Supplied material:
------------------------------------------------------------------------

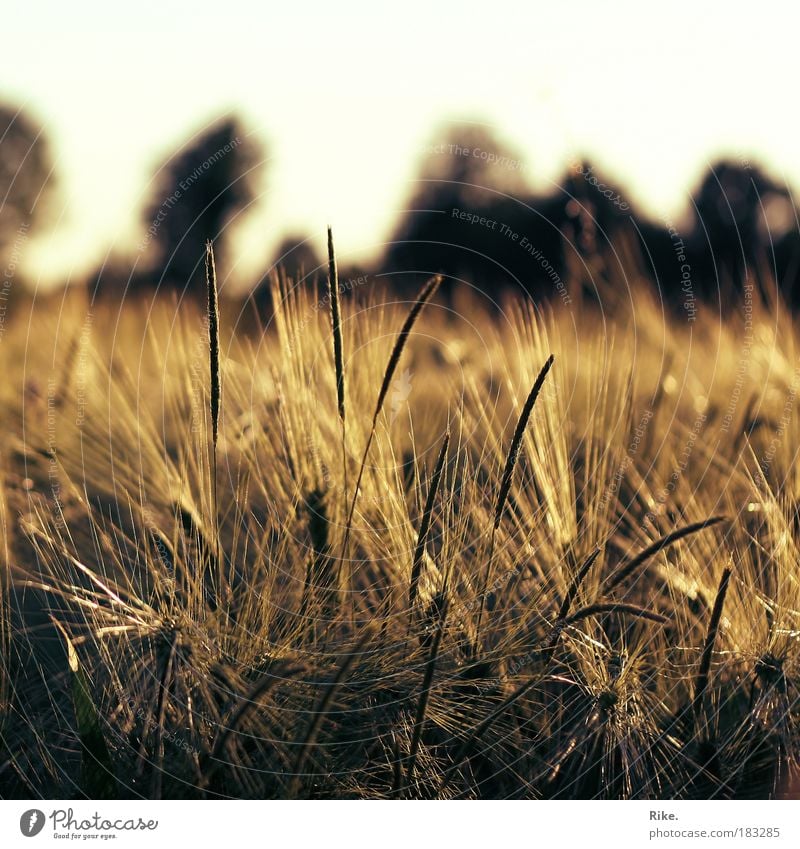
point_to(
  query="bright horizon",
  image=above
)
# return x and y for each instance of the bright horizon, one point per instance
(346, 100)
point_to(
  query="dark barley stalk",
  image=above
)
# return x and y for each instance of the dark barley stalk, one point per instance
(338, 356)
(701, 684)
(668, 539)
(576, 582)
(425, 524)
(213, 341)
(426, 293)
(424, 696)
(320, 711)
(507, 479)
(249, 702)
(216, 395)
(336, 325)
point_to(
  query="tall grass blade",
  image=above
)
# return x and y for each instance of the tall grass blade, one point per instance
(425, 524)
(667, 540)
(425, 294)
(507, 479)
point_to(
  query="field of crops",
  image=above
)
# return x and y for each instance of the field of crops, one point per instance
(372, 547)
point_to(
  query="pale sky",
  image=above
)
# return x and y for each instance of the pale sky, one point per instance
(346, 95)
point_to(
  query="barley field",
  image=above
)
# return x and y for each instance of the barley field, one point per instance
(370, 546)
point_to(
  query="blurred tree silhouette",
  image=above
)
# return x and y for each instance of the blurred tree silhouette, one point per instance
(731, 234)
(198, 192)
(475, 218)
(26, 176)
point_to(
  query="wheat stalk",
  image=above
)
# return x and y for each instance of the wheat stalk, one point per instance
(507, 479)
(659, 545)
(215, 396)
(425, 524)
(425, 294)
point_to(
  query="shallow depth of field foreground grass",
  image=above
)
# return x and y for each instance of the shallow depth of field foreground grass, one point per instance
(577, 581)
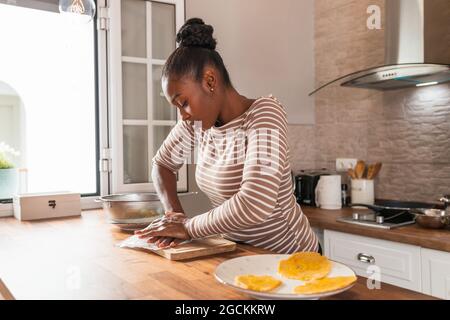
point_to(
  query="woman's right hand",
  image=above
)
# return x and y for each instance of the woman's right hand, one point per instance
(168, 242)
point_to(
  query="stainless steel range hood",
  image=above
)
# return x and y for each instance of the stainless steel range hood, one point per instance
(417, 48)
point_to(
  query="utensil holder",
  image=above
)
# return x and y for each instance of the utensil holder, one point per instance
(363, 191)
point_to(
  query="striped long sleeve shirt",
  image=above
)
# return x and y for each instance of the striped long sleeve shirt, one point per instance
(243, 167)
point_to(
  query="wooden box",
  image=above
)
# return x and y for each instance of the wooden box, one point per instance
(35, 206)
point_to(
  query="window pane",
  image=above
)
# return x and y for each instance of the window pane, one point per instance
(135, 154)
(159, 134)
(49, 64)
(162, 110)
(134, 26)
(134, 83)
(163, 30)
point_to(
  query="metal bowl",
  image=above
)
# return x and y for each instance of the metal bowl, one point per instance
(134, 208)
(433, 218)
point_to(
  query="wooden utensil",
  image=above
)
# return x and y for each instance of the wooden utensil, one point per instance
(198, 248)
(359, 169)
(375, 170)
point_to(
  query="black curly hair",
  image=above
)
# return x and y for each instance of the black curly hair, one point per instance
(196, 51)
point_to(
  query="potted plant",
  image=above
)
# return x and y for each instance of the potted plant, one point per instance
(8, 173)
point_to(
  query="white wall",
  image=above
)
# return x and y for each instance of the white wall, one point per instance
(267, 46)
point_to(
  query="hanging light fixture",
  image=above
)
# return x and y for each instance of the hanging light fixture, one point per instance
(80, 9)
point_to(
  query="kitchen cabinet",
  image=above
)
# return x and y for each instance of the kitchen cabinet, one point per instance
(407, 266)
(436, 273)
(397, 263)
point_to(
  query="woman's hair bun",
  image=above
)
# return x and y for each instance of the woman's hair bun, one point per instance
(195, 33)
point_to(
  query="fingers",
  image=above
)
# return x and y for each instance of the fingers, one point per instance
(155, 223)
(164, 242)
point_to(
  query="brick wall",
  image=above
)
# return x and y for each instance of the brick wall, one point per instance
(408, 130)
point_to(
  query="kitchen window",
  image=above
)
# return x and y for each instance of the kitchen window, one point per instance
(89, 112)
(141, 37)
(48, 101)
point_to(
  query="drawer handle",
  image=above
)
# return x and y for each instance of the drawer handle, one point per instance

------------------------------------------------------------------------

Aim of the task: What's needed is an exact copy of every entry, free of pictures.

Your response:
point_to(
  query="bright horizon",
  image=above
)
# return x and y for each instance of the bright horizon, one point per instance
(346, 100)
point_to(
  query="dark barley stalk",
  image=above
)
# return x and y for each instance of the dark barley stalk, one point per instance
(338, 356)
(701, 684)
(668, 539)
(576, 582)
(425, 524)
(213, 341)
(426, 293)
(424, 696)
(320, 711)
(507, 479)
(249, 702)
(216, 395)
(336, 325)
point_to(
  query="tall grass blade",
  image=above
)
# return x and y for each instance of the tall grass blade, one point per instance
(425, 524)
(667, 540)
(425, 294)
(507, 479)
point_to(
  query="field of crops",
  image=above
)
# return x and y for each instance of the field of crops, one point per instance
(372, 547)
point_to(
  query="pale sky",
  image=above
)
# return x and y for each instance of the pale sky, one point per instance
(346, 95)
point_to(
  query="barley field",
  image=above
)
# return x and y for each instance of the barley field, one point per instance
(370, 546)
point_to(
  query="blurred tree silhouette",
  image=above
)
# return x and y for each instance of the blurred tree silhouette, one point per instance
(731, 234)
(198, 192)
(475, 218)
(26, 176)
point_to(
  query="wheat stalk",
  image=above
)
# return x and y for each instance of the wheat stalk, one point per instance
(507, 479)
(659, 545)
(215, 396)
(425, 524)
(425, 294)
point_to(
  query="shallow depth of field foreground grass",
  image=above
)
# return x and y for each instance of the shallow depth of field foreground grass, one point per instance
(577, 581)
point_to(
  query="woman's right hand",
  image=above
)
# return x and y for each instance of the woman's right hand, one point per instance
(168, 242)
point_to(
  query="stainless steel range hood",
  image=above
)
# return x and y for each instance of the stainless steel range hood, one point per instance
(417, 48)
point_to(
  query="utensil holder",
  image=above
)
# return x and y for each instance of the utensil holder, one point per instance
(363, 191)
point_to(
  query="striped long sleeve shirt",
  image=above
)
# return x and y for each instance of the striped long sleeve shirt, one point per instance
(243, 167)
point_to(
  query="wooden box",
  image=above
)
# return x and y for each instance of the wooden box, one point per instance
(35, 206)
point_to(
  query="window pane",
  image=above
)
# return x and y for each instance of the window pane, one point per instance
(135, 154)
(159, 134)
(49, 64)
(162, 110)
(134, 26)
(134, 83)
(163, 30)
point_to(
  query="metal bowl",
  image=above
)
# return x and y for each instance of the metal bowl, one point per instance
(134, 208)
(433, 218)
point_to(
  query="wooden utensil",
  image=above
)
# return x and y for each instance of the wooden utensil, one point per instance
(198, 248)
(359, 169)
(375, 170)
point_to(
  query="black curly hair",
  image=above
)
# return x and y for each instance of the black curly hair, one point per instance
(196, 51)
point_to(
  query="potted plant",
  image=above
)
# return x and y for each instance of the potted plant, one point per instance
(8, 173)
point_to(
  query="white wall",
  image=above
)
# return x and y for each instance of the white wall, one point per instance
(267, 46)
point_to(
  query="hanging light fixture",
  image=above
)
# return x and y for each instance of the hanging light fixture, one point per instance
(80, 9)
point_to(
  query="kitchen cabinet",
  image=above
)
# return x and y for each instance of the kitchen cabinet, one point per instance
(407, 266)
(436, 273)
(397, 263)
point_to(
  query="woman's hair bun",
  image=above
)
# return x and y for each instance of the woman's hair bun, one point per instance
(195, 33)
point_to(
  query="fingers",
  image=above
)
# return x and y for each instance of the fingers, one point per instance
(155, 223)
(164, 242)
point_to(
  query="brick wall",
  image=above
)
# return x and y for each instance of the brick wall, one point per instance
(408, 130)
point_to(
  query="kitchen window",
  image=above
)
# return x and y for each instance of the kitchen window, one point per instance
(89, 112)
(141, 37)
(48, 101)
point_to(
  query="drawer handle",
  image=above
)
# return x and y for each instance of the drawer handle, one point per instance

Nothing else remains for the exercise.